### INSTRUCTIONS TO FOLLOW
All lines from the line containing "Where can the large" up to and including the last line of the listing below should be echoed exactly; no other lines belong in the response.

Point placement records:
========
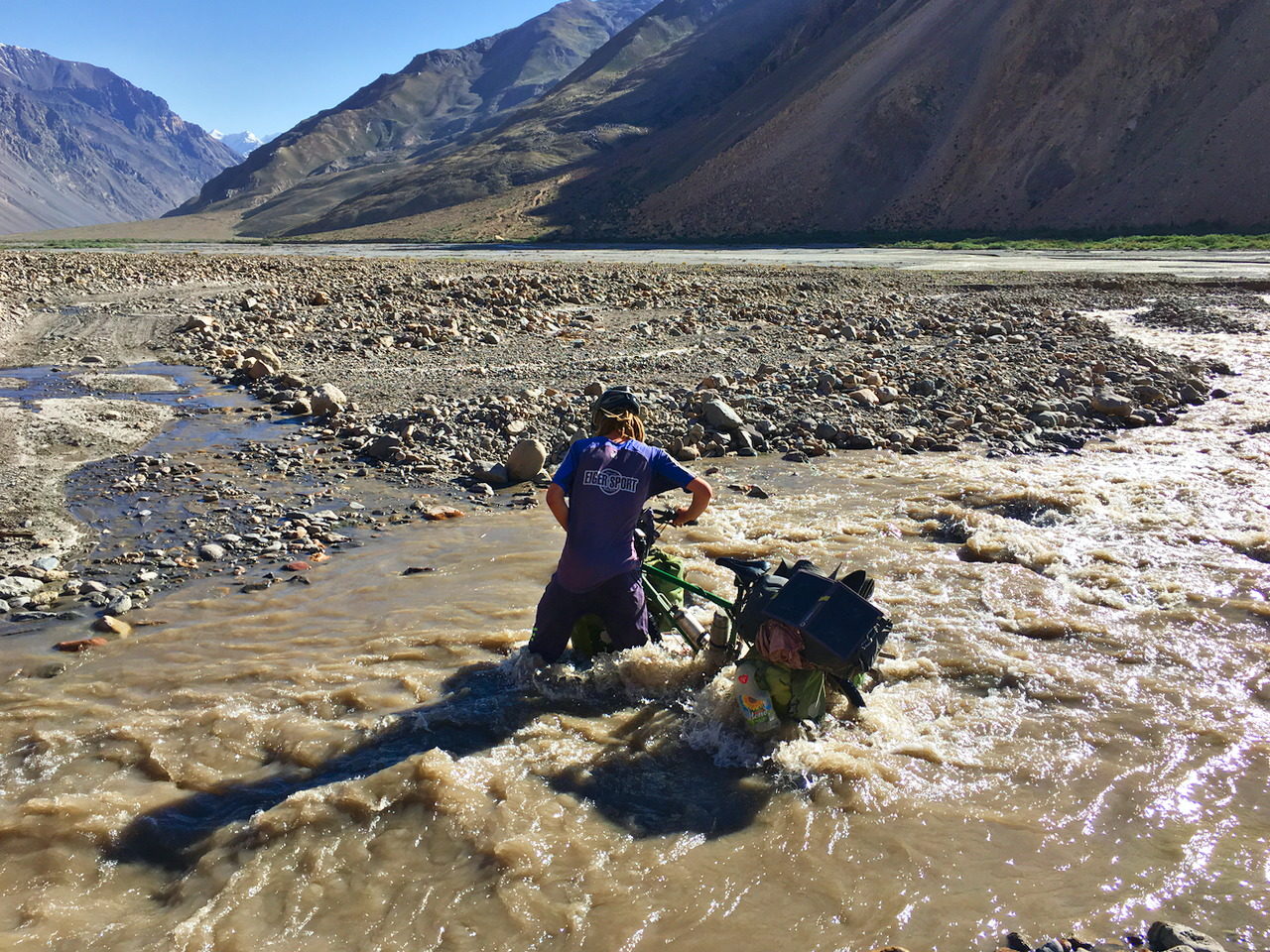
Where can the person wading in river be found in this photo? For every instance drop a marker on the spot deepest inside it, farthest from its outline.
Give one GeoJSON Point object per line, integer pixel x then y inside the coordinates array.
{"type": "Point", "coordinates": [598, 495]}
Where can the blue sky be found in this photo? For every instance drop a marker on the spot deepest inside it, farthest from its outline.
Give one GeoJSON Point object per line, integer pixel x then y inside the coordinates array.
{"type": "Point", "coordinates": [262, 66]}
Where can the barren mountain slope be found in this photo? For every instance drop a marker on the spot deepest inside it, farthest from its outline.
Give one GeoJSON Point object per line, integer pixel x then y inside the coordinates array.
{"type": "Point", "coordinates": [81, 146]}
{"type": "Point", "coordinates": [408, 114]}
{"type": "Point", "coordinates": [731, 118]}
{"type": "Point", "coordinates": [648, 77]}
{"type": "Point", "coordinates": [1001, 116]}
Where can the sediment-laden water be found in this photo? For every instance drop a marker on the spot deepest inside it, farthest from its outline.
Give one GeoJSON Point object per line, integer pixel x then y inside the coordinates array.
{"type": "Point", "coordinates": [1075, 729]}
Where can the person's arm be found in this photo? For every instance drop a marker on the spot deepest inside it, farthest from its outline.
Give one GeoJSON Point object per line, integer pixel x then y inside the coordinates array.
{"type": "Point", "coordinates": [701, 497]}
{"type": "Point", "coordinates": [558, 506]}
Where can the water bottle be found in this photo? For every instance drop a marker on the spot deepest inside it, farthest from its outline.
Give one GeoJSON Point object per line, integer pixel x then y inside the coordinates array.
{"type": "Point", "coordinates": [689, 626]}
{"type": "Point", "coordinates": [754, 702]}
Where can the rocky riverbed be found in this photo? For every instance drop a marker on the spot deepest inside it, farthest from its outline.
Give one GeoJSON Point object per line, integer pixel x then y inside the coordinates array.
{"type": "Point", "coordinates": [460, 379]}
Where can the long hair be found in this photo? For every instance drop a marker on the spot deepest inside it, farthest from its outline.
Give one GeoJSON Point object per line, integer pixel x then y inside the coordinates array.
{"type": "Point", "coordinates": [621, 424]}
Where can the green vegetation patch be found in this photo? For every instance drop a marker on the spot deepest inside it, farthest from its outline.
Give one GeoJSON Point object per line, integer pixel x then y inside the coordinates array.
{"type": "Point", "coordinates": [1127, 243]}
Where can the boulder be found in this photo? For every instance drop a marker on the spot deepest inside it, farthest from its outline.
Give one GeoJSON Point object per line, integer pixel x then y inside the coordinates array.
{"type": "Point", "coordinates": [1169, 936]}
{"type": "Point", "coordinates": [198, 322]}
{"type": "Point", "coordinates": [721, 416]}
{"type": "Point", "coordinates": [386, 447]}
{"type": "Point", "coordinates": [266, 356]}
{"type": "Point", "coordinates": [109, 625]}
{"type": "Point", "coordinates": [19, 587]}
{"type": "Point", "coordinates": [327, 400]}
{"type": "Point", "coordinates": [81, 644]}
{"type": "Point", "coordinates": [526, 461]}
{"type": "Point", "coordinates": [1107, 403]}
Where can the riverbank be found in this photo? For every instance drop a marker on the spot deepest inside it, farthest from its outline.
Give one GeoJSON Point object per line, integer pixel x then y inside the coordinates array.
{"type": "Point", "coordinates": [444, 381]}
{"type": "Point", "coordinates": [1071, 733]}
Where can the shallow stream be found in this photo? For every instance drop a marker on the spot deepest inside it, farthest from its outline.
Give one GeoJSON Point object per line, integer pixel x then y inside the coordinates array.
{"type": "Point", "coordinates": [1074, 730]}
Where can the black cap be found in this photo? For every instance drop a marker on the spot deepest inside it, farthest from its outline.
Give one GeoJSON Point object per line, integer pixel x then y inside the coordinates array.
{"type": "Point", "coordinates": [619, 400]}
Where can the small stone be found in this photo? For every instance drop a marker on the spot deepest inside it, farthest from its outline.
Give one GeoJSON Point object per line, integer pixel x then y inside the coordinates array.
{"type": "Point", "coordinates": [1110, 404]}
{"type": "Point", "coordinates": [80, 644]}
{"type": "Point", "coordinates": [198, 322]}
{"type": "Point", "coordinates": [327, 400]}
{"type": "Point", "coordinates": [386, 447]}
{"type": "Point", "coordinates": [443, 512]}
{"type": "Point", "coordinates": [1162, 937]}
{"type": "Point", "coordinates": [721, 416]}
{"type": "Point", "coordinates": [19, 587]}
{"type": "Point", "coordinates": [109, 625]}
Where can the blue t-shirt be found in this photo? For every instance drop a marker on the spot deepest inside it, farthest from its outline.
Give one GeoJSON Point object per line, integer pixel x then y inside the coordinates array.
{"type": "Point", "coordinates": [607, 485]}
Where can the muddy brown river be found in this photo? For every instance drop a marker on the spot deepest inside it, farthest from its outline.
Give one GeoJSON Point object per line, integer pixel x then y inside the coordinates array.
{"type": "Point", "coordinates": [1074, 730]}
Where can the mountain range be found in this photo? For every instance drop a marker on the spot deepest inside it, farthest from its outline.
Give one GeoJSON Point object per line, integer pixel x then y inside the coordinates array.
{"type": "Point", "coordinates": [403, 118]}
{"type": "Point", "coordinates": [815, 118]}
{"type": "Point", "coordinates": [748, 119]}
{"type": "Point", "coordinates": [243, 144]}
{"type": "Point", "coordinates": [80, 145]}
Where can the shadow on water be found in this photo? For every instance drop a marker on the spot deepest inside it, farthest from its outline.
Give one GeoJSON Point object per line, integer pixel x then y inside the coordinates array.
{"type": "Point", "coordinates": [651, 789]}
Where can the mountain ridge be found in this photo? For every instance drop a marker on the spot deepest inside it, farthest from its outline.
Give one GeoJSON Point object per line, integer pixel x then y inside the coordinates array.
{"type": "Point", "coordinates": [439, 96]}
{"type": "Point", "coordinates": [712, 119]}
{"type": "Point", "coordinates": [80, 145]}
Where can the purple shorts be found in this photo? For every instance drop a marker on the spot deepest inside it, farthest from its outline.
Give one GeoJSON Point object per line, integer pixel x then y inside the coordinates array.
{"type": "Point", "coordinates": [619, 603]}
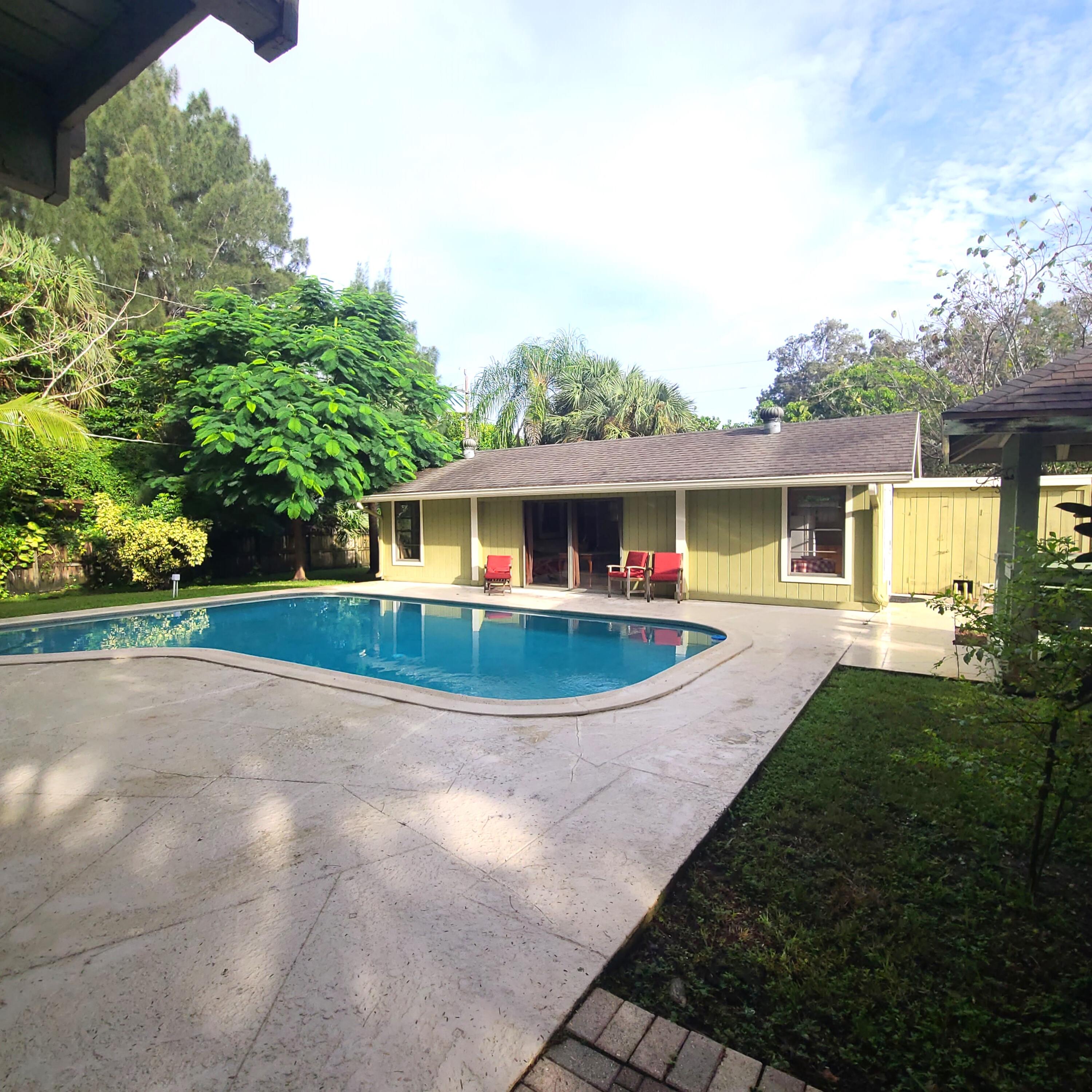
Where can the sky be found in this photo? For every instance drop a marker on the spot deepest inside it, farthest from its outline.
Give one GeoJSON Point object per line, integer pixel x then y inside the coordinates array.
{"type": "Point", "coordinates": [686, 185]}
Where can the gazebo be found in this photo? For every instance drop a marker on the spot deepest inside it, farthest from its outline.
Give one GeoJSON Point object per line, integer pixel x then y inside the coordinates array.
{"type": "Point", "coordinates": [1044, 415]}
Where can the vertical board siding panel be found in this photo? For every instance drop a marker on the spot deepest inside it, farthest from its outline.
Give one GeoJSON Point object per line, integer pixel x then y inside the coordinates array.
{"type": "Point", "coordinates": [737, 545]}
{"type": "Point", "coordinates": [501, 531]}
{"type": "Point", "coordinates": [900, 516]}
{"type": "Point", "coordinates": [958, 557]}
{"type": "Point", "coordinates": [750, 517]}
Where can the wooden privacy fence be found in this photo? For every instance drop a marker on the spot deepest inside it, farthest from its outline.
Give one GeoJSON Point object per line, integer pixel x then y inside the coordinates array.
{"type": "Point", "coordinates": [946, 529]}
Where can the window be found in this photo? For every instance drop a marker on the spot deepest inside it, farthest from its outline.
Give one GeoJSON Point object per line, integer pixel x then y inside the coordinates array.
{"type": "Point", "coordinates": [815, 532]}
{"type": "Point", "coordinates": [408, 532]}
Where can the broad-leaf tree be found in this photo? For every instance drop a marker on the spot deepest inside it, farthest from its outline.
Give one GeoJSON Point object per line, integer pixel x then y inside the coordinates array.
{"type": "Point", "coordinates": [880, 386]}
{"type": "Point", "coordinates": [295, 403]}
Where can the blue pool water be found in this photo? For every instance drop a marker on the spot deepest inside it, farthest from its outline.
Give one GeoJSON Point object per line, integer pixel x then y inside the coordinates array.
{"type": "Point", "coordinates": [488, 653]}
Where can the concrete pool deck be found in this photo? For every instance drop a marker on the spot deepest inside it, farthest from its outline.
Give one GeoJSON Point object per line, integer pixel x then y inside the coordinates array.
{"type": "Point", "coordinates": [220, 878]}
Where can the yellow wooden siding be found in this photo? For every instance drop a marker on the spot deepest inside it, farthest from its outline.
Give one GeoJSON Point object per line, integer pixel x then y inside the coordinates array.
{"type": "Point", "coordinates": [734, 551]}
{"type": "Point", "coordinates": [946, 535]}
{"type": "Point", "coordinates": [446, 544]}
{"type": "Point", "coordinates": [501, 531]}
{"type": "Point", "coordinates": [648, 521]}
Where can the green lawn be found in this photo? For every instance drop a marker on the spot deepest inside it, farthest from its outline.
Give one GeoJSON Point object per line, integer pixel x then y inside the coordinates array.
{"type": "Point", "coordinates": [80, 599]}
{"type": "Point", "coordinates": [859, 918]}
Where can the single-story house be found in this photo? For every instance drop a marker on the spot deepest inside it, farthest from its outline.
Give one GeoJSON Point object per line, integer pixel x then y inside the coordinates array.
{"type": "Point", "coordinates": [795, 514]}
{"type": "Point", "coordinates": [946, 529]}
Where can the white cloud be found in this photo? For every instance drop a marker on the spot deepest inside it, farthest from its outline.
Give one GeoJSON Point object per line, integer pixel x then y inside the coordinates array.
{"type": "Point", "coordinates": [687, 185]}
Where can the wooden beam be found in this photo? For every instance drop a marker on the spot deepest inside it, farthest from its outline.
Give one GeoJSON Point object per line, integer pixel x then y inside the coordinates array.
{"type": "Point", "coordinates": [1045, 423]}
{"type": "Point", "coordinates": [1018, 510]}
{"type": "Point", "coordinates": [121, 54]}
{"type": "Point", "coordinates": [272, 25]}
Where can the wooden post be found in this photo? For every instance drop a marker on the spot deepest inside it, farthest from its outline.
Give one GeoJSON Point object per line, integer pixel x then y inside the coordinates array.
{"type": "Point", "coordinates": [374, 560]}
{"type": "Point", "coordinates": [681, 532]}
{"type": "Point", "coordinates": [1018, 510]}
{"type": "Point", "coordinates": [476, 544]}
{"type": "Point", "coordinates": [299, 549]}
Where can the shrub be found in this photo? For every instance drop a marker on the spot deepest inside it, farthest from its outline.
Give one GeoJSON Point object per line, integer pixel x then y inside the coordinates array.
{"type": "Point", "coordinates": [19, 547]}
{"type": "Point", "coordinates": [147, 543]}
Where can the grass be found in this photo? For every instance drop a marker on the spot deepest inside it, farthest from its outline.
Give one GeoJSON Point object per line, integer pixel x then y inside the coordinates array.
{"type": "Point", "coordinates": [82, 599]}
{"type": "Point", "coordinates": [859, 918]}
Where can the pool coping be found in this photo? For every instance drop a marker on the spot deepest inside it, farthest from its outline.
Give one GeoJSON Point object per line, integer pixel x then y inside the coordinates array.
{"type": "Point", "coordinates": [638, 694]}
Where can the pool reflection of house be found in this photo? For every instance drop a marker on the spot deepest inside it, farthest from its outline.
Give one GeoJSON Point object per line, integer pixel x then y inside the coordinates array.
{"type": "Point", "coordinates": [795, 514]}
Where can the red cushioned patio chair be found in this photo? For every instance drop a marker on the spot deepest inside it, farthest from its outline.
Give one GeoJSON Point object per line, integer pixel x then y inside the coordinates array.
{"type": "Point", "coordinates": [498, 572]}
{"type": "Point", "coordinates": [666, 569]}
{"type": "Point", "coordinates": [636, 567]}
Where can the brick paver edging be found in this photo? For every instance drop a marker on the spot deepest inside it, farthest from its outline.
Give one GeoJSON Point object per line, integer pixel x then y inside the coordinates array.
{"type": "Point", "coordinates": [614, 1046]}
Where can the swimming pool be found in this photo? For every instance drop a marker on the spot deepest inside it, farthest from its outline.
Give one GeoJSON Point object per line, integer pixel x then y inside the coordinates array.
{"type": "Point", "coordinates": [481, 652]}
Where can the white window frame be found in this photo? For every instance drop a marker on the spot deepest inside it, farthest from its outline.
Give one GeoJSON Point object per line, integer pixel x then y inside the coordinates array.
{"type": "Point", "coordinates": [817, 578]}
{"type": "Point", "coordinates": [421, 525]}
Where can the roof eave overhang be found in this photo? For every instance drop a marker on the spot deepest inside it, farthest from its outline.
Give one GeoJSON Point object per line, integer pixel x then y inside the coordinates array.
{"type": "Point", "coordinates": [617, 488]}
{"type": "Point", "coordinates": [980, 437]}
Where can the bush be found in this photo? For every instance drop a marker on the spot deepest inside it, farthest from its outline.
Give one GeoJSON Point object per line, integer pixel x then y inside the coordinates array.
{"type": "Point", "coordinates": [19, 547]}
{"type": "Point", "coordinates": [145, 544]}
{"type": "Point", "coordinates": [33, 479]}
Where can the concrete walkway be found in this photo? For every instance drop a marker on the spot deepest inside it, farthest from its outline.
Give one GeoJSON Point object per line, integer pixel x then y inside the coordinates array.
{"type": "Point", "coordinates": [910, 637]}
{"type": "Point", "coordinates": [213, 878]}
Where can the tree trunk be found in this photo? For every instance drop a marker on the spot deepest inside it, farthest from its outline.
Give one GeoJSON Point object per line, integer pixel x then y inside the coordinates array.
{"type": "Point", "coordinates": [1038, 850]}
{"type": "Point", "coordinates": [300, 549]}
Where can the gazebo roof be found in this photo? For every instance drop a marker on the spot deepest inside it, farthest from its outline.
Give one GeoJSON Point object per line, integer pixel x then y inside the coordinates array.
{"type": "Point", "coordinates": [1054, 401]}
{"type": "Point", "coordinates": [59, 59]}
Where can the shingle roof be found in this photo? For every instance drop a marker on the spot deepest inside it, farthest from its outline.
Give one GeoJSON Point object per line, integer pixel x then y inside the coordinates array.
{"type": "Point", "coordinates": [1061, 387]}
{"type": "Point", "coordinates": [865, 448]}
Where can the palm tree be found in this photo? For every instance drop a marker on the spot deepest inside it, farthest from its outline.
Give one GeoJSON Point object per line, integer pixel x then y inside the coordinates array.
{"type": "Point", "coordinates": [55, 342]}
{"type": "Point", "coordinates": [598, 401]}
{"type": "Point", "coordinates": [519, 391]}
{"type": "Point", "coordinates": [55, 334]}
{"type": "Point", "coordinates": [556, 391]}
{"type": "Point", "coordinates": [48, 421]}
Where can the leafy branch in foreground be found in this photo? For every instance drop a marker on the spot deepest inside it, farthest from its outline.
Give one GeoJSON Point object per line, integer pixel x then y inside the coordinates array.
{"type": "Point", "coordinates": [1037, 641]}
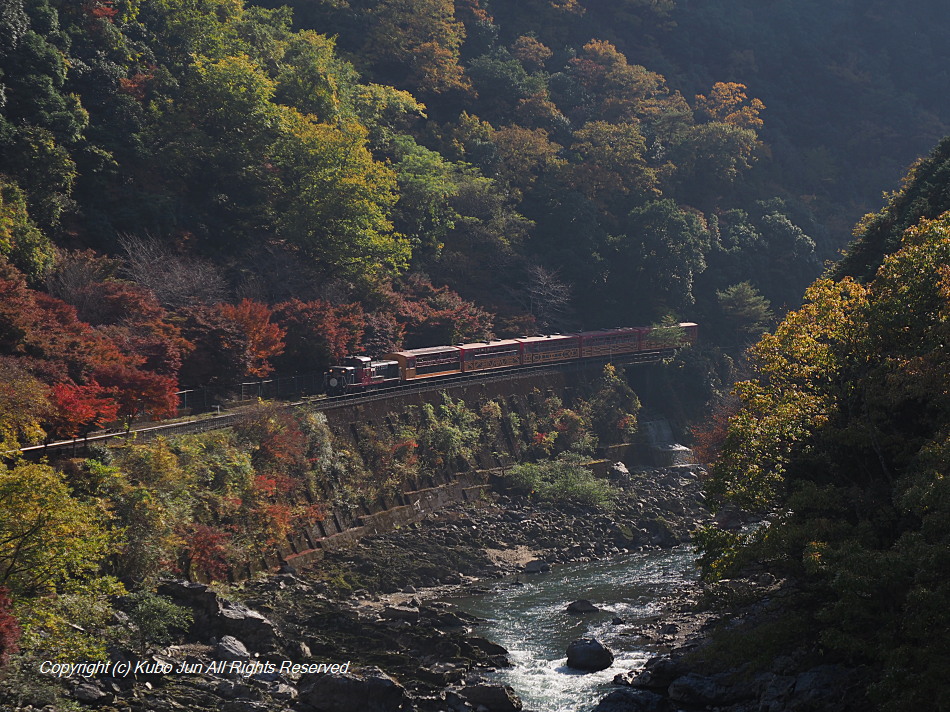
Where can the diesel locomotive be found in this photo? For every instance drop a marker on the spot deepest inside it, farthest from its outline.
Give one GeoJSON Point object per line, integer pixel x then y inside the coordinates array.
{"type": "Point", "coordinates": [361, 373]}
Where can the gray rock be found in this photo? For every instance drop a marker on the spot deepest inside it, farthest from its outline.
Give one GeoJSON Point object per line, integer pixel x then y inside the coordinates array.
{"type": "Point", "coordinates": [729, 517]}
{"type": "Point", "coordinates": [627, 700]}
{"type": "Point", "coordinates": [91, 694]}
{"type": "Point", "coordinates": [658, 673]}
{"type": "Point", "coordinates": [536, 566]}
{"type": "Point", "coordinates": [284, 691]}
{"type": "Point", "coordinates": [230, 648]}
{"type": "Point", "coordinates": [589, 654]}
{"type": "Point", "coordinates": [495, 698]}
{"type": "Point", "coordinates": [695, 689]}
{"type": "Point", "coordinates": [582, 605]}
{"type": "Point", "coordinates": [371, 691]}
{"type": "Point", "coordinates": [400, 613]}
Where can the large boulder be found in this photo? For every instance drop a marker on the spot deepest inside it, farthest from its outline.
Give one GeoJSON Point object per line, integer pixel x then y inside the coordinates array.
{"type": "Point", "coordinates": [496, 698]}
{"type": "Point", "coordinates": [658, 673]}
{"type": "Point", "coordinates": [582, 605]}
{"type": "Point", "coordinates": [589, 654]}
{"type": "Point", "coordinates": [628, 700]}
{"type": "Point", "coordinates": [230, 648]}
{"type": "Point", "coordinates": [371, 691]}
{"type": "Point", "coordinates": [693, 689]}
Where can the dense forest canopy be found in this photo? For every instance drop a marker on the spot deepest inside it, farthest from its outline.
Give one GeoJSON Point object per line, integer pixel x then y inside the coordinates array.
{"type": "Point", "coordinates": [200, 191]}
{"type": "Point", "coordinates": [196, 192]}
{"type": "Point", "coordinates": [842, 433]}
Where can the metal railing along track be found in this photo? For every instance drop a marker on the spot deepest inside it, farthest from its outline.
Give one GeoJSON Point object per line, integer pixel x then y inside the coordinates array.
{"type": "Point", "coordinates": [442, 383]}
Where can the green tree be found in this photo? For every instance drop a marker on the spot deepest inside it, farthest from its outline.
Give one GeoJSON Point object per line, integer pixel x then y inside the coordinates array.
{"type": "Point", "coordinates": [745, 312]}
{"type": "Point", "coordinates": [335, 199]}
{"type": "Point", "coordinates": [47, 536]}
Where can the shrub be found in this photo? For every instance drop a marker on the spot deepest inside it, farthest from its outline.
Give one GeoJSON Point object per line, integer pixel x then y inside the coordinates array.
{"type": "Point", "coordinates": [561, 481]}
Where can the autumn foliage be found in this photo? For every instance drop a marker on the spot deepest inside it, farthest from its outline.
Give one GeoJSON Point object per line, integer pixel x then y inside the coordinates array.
========
### THE SOLUTION
Where can the large boulder be found in this photo? For every instance drop a marker on the spot deepest inside it, farthest from its outline.
Give one GeoJSON Point object per line, integer pixel x then y inside the coordinates array.
{"type": "Point", "coordinates": [496, 698]}
{"type": "Point", "coordinates": [658, 673]}
{"type": "Point", "coordinates": [582, 605]}
{"type": "Point", "coordinates": [589, 654]}
{"type": "Point", "coordinates": [628, 700]}
{"type": "Point", "coordinates": [230, 648]}
{"type": "Point", "coordinates": [371, 691]}
{"type": "Point", "coordinates": [693, 689]}
Where can the dense forest canopy be found in this photo? For every instance drop a marker on the spot deepest inside it, farthest from its outline.
Give one GeoJSON Point object per line, integer pixel x then y inside the coordinates array.
{"type": "Point", "coordinates": [200, 191]}
{"type": "Point", "coordinates": [196, 192]}
{"type": "Point", "coordinates": [842, 433]}
Where can the metal railing along track be found in this photo? For every instance drop a marker on the spot deepest inside it, farthest from its outline.
Give one GeoJSON Point object per line, integer pixel x then y inside the coordinates array.
{"type": "Point", "coordinates": [442, 383]}
Where can the green tree be found in this photo? For every instance drop a marker on the spot deepest inside it, farthest from its outline.
Give one GeoJSON Point object per line, integer pixel x then y inside the coordinates array.
{"type": "Point", "coordinates": [745, 312]}
{"type": "Point", "coordinates": [335, 199]}
{"type": "Point", "coordinates": [47, 536]}
Where can the shrub be found in this photo? For every instance drop a marker on the spot deepest inside it, farthest from its outline.
Give one GeoJSON Point object per line, integer pixel x then y inside the coordinates array.
{"type": "Point", "coordinates": [561, 481]}
Where can the autumn foliage be found in this photo? For every instance drop a marker on the spot deepest inside it, farthest from its outline.
Give one GeoJSON Point object per line, integer pixel x then y inside the coordinates array.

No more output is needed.